## Texte
Il est mort l’accord-cadre! Mort et enterré! A entendre Ignazio Cassis et les principaux protagonistes des négociations à venir avec la Commission européenne, le menu de celles-ci sera très différent du texte rejeté unilatéralement, le 26 mai 2021 par le Conseil fédéral. Logique.

Il faut bien justifier les deux années qui se sont écoulées. À écouter ces voix bernoises, tout est désormais différent. Le futur mandat de négociation avec Bruxelles, que le Conseil fédéral vient d’annoncer pour la fin juin, remettra la relation entre la Confédération et l’Union européenne sur des rails helvétiques.

L’Union européenne réitérera ses exigences

Le problème est que cette affirmation est fausse. Bien sûr, de nouveaux éléments seront pris en considération et intégrés à la négociation. On pense aux accords sur la santé (un secteur propulsé sur le devant de la scène par la pandémie de Covid-19) ou à la participation suisse au marché européen de l’électricité, rendue plus indispensable par la guerre en Ukraine et ses conséquences énergétiques.

Le périmètre des discussions sera donc différent, et cela n’a rien de surprenant. Mais regardons les choses en face: l’Union européenne réitérera les exigences qu’elle n’a d’ailleurs jamais abandonnées. La Suisse, membre de l’espace Schengen, devra reprendre plus systématiquement la législation communautaire et accepter, en cas de litige, que la Cour du Luxembourg soit le garant ultime de l’interprétation du droit européen. De facto, la Confédération perdra en marge de manœuvre ce qu’elle gagnera en accès au marché.

## Consignes
a) Reformulez sous forme de liste le paragraphe du texte qui commence par « Le périmètre des discussions », en gardant ses faits principaux.
b) Veuillez indiquer, d'après le texte, à quelle date le Conseil fédéral a rejeté l'accord-cadre.

## Données fournies
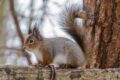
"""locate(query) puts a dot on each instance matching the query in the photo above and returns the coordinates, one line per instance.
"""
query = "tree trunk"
(103, 33)
(40, 73)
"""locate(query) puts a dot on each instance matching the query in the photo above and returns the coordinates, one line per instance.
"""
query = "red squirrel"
(60, 50)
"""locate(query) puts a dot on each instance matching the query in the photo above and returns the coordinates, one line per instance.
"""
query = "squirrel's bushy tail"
(68, 22)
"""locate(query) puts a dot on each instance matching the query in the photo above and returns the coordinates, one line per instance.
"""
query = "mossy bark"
(40, 73)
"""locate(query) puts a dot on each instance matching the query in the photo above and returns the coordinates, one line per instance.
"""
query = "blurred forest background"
(17, 17)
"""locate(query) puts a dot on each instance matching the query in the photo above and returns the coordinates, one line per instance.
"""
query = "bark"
(40, 73)
(17, 25)
(103, 33)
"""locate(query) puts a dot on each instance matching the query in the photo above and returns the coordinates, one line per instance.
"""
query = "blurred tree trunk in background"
(2, 28)
(103, 33)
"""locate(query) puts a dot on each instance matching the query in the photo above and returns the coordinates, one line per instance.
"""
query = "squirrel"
(60, 50)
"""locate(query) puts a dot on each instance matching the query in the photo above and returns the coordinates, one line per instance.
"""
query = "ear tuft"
(37, 34)
(29, 31)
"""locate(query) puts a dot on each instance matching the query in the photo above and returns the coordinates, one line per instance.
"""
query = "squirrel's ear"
(37, 34)
(29, 31)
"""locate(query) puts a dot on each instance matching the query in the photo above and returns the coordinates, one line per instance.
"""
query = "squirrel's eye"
(31, 41)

## Réponses par consigne
a)
- Le périmètre des discussions sera différent, ce qui n'a rien de surprenant.
- L'Union européenne réitérera des exigences qu'elle n'a jamais abandonnées.
- La Suisse, membre de l'espace Schengen, devra reprendre plus systématiquement la législation communautaire.
- En cas de litige, elle devra accepter que la Cour du Luxembourg soit le garant ultime de l'interprétation du droit européen.
- La Confédération perdra en marge de manœuvre ce qu'elle gagnera en accès au marché.

b) Le 26 mai 2021.